Rewrite the data from the line containing "tag the striped woven headband" through the line containing "<point>88,220</point>", inclusive, as a numbered list with blank lines omitted. Leave the pictures out of the list.

________________________________________

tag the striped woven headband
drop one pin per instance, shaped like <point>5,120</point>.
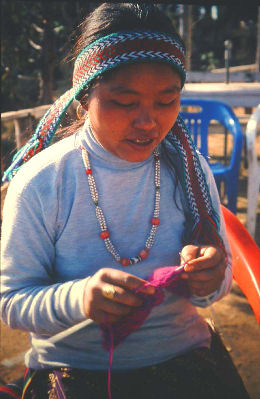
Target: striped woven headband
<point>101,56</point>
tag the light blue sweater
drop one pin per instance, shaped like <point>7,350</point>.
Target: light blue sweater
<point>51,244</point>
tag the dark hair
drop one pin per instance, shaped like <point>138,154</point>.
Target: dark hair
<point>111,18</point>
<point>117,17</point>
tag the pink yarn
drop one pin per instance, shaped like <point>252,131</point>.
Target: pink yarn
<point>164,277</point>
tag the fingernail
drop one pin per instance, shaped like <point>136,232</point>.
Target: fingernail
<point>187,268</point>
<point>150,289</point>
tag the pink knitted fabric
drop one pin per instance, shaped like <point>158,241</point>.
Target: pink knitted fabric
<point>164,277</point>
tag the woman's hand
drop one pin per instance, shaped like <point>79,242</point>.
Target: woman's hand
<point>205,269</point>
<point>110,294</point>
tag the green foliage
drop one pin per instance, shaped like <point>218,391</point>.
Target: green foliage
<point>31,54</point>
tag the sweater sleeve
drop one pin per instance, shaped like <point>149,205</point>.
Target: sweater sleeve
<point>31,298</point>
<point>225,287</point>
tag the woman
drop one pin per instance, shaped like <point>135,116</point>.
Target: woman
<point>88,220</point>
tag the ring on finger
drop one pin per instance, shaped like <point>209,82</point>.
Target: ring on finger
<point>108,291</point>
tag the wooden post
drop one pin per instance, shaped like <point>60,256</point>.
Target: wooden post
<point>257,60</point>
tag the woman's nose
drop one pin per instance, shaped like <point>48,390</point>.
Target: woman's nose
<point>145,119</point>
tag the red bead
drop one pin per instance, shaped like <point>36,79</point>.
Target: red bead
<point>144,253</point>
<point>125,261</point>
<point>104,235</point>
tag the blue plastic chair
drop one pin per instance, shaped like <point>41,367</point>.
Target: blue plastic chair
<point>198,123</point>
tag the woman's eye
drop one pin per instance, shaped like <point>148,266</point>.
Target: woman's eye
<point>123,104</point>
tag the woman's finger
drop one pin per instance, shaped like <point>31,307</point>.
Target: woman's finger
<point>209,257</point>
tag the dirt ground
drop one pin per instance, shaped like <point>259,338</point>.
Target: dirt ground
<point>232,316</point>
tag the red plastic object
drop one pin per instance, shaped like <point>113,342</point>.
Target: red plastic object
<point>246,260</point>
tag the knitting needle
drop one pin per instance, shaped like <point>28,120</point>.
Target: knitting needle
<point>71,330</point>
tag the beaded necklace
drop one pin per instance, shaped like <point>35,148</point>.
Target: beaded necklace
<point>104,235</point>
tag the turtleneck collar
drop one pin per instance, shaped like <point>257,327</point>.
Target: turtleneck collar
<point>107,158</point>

________________________________________

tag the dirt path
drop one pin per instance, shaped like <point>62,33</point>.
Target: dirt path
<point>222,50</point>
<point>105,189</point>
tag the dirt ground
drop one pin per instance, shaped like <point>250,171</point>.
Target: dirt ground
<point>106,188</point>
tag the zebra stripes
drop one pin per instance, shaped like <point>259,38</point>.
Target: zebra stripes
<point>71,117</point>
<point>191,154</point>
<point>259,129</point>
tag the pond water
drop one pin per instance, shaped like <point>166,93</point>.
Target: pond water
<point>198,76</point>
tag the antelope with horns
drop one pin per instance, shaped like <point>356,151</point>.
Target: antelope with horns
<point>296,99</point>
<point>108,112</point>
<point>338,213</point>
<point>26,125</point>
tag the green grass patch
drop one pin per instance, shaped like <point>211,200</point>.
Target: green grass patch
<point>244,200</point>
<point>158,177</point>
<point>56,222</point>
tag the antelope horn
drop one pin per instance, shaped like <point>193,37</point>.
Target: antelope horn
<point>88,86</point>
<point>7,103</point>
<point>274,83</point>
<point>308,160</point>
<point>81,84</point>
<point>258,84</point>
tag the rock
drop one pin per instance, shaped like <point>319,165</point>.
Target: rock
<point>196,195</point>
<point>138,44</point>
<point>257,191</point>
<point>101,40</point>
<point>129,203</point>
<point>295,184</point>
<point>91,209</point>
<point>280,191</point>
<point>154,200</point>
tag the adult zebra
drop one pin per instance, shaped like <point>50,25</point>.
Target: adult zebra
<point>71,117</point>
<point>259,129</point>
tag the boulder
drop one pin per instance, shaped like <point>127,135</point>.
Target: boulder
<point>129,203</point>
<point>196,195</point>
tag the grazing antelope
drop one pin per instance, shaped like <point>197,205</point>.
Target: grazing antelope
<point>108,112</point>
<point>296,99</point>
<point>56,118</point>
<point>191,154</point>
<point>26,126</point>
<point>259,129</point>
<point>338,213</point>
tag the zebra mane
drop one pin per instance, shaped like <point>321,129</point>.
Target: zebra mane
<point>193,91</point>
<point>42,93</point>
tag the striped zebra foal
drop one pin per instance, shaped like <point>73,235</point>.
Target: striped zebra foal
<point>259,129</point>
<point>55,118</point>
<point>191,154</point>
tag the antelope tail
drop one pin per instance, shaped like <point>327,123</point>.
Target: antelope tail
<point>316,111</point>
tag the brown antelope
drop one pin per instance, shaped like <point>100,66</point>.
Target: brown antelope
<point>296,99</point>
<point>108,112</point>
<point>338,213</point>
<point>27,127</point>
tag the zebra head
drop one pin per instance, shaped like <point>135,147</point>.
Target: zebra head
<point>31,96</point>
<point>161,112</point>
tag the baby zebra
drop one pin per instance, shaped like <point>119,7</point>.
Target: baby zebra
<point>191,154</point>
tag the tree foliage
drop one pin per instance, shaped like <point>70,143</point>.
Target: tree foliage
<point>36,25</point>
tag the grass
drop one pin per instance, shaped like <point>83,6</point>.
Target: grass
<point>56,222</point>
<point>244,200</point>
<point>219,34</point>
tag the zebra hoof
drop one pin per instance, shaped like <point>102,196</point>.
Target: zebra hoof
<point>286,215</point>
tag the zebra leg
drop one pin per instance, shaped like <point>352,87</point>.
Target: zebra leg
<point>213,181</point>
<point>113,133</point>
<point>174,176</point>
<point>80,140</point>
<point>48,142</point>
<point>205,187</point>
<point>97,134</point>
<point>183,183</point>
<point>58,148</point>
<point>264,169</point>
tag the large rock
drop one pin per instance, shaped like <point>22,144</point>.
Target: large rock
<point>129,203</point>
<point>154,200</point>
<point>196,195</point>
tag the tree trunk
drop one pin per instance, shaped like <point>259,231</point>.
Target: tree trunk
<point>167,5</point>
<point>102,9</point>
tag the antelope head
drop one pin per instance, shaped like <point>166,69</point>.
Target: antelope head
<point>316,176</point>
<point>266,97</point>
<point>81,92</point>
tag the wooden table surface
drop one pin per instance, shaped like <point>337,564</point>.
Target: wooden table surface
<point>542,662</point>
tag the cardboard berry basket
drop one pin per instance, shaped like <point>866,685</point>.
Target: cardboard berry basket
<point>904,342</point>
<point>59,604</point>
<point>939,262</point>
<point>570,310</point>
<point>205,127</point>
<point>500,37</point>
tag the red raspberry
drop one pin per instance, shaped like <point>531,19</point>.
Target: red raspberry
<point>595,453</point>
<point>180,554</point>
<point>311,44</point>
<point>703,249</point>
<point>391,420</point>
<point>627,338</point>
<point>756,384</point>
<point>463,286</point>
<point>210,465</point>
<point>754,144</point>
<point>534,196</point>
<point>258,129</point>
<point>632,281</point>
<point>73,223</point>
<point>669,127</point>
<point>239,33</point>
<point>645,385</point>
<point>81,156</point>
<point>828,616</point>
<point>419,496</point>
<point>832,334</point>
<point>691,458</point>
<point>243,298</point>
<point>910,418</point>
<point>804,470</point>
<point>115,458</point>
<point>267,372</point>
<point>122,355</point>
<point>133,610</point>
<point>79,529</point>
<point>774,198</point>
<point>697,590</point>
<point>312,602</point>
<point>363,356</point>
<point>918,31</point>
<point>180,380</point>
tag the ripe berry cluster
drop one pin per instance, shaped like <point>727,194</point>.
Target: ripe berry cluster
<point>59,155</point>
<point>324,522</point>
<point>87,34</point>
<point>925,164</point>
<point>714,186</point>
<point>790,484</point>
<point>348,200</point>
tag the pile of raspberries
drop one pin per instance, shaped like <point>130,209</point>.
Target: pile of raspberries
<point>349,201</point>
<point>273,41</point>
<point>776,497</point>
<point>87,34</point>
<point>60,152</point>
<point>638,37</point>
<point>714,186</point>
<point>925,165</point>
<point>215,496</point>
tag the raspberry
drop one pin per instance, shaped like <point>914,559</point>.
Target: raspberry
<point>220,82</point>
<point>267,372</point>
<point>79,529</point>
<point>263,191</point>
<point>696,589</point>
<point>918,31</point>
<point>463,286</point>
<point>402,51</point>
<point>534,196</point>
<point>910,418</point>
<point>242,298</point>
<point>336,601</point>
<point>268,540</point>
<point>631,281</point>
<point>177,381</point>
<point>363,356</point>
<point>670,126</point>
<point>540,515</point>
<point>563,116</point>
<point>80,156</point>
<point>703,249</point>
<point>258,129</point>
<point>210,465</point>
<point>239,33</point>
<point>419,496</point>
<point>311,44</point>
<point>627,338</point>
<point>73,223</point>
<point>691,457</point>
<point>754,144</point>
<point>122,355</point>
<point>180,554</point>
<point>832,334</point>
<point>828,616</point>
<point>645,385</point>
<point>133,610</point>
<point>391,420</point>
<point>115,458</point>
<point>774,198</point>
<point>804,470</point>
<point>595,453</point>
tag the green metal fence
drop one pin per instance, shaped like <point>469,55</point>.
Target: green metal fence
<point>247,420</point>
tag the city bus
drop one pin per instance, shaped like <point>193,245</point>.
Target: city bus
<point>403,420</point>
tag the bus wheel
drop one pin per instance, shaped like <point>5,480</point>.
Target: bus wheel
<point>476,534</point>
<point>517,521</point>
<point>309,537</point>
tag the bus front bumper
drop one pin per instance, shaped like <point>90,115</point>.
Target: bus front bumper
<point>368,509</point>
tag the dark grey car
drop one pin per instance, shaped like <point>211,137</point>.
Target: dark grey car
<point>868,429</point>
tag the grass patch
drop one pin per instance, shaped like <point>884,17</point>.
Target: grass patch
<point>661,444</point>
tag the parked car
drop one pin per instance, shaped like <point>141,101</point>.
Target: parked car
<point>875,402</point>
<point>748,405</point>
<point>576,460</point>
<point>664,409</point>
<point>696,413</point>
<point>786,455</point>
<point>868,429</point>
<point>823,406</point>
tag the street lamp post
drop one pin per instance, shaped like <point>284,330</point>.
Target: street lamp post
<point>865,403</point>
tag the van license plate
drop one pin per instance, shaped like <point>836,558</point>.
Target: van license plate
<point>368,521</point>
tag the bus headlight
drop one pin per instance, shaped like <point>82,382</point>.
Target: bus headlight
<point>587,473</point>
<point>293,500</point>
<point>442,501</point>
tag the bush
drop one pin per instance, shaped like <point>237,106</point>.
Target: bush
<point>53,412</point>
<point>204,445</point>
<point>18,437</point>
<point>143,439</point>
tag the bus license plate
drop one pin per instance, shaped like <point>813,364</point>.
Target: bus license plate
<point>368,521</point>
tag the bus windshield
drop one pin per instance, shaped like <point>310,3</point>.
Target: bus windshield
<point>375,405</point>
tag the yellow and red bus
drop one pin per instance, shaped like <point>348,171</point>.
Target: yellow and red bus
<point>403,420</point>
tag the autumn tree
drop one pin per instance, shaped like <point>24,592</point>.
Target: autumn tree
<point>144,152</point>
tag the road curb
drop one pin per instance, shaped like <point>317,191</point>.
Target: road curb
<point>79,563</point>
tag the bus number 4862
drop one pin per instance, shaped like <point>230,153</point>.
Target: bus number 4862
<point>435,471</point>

________________________________________

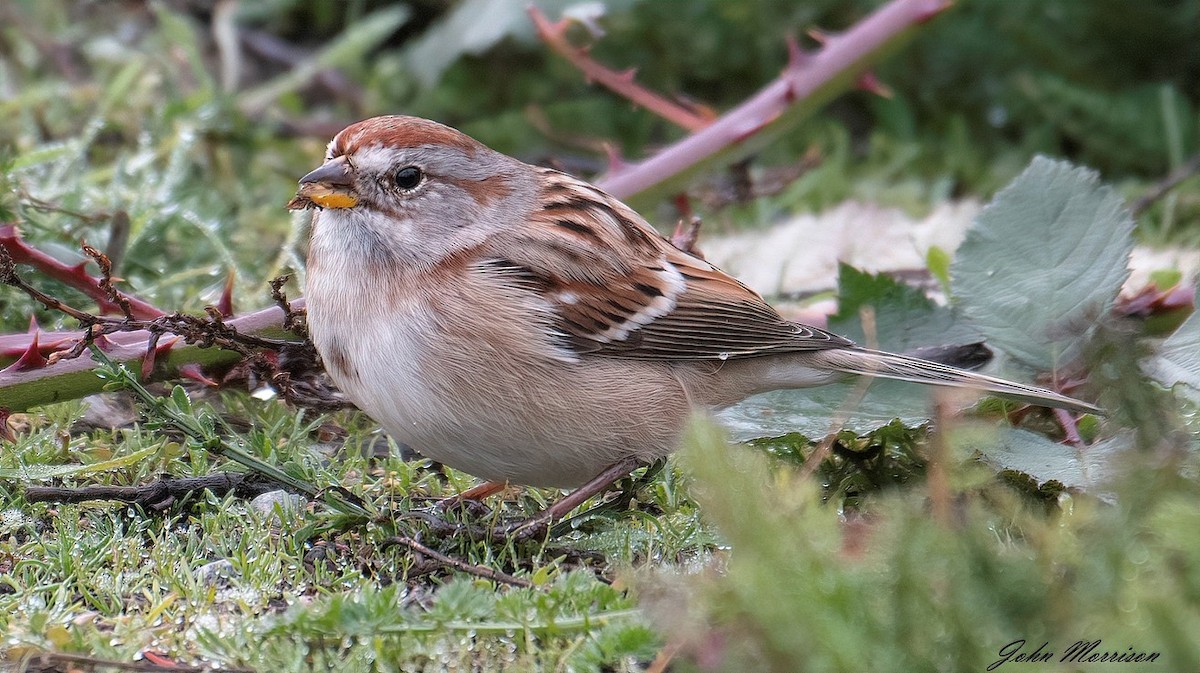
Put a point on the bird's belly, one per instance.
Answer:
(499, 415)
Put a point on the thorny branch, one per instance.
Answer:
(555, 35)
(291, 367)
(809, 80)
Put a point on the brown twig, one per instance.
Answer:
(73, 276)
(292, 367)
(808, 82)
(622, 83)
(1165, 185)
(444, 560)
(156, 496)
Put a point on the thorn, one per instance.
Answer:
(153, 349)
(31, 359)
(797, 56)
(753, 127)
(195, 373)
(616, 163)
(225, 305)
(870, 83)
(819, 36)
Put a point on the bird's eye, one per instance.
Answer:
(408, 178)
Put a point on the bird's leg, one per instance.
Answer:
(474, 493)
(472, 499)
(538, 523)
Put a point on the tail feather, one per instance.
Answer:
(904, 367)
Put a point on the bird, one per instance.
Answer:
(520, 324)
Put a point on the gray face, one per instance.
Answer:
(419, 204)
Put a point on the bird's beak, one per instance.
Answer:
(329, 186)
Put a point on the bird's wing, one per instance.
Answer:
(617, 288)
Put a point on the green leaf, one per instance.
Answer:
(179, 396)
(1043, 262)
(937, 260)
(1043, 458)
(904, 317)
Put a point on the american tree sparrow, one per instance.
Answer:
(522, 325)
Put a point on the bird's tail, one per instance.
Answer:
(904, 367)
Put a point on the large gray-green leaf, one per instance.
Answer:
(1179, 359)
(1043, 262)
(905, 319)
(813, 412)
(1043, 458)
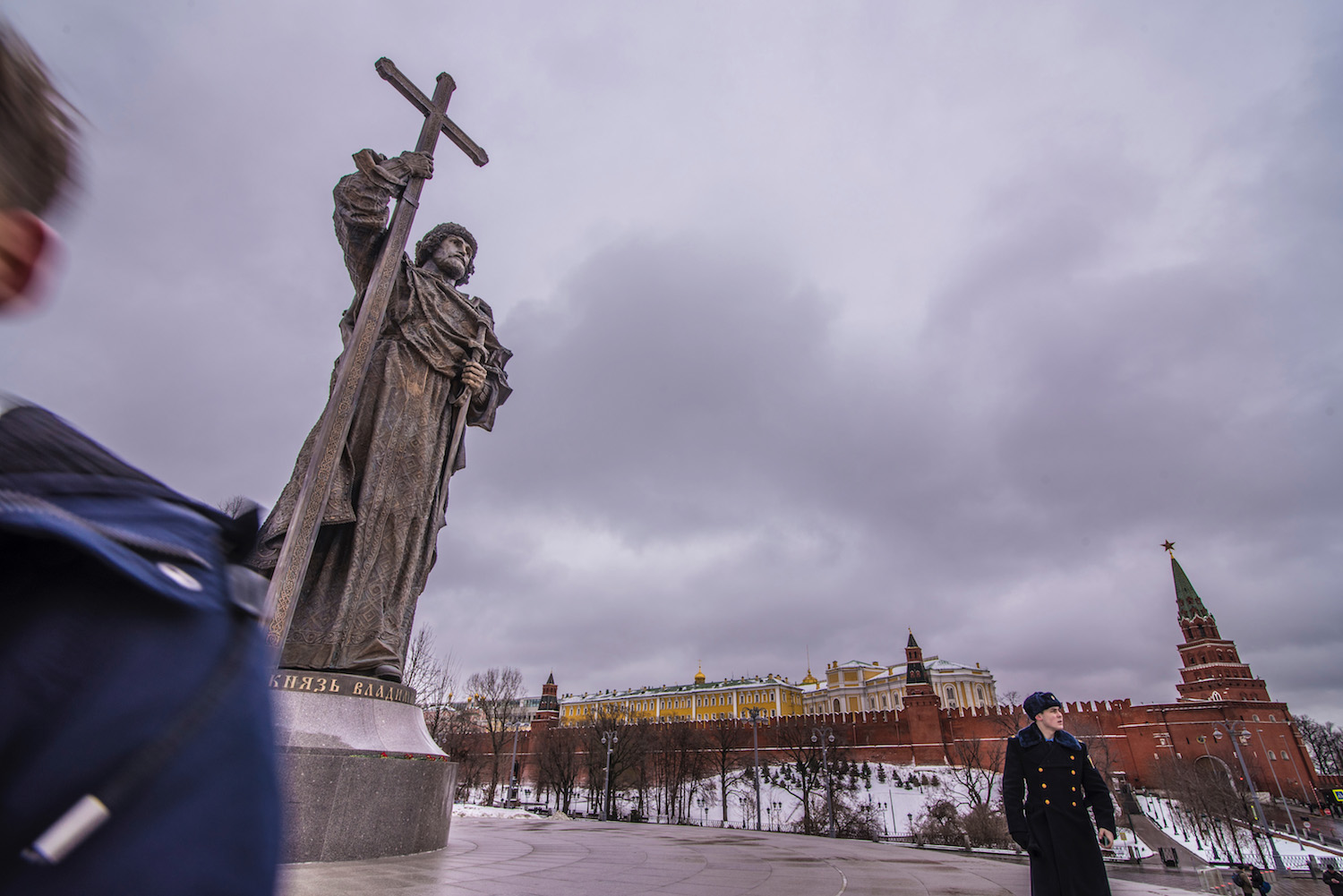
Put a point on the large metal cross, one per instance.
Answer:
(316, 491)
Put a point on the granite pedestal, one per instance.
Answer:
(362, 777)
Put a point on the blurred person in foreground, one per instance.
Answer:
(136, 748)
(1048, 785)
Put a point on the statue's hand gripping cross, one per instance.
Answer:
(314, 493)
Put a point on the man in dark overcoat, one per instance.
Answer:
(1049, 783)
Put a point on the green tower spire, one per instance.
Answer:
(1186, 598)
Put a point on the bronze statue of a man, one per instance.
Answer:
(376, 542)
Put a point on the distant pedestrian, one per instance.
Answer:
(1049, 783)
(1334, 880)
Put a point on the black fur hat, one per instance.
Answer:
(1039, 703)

________________________________________

[Exercise solution]
1. tag the striped woven headband
2. drop one pin per instance, shaped like <point>5,120</point>.
3. Target: striped woven headband
4. <point>101,56</point>
5. tag the light blue sweater
6. drop one pin per instance, shaped like <point>7,350</point>.
7. Target: light blue sweater
8. <point>51,244</point>
9. tag the dark hair
10. drop one pin per instance, shaped like <point>138,154</point>.
11. Target: dark hair
12. <point>111,18</point>
13. <point>117,17</point>
14. tag the pink yarn
15. drop one pin per instance, shaped like <point>252,131</point>.
16. Target: pink yarn
17. <point>164,277</point>
18. tag the fingernail
19. drop one pin per instance, shaped like <point>136,232</point>.
20. Target: fingernail
21. <point>187,268</point>
22. <point>150,289</point>
23. tag the pink knitted fabric
24. drop one pin per instance, shaped like <point>158,241</point>.
25. Target: pink knitted fabric
26. <point>164,277</point>
27. tag the woman's hand
28. drop one pin per instance, shaped like <point>79,242</point>.
29. Target: woman's hand
30. <point>205,269</point>
31. <point>110,294</point>
32. tag the green foliage
33. drop one pin per instance, shaped like <point>218,391</point>.
34. Target: green foliage
35. <point>31,54</point>
36. tag the sweater sleeve
37. drop one pin per instance, shaped like <point>149,205</point>.
38. Target: sweater sleeve
39. <point>31,298</point>
40. <point>225,287</point>
41. tag the woman
42. drop one pin per instance, shaped like <point>135,116</point>.
43. Target: woman
44. <point>88,220</point>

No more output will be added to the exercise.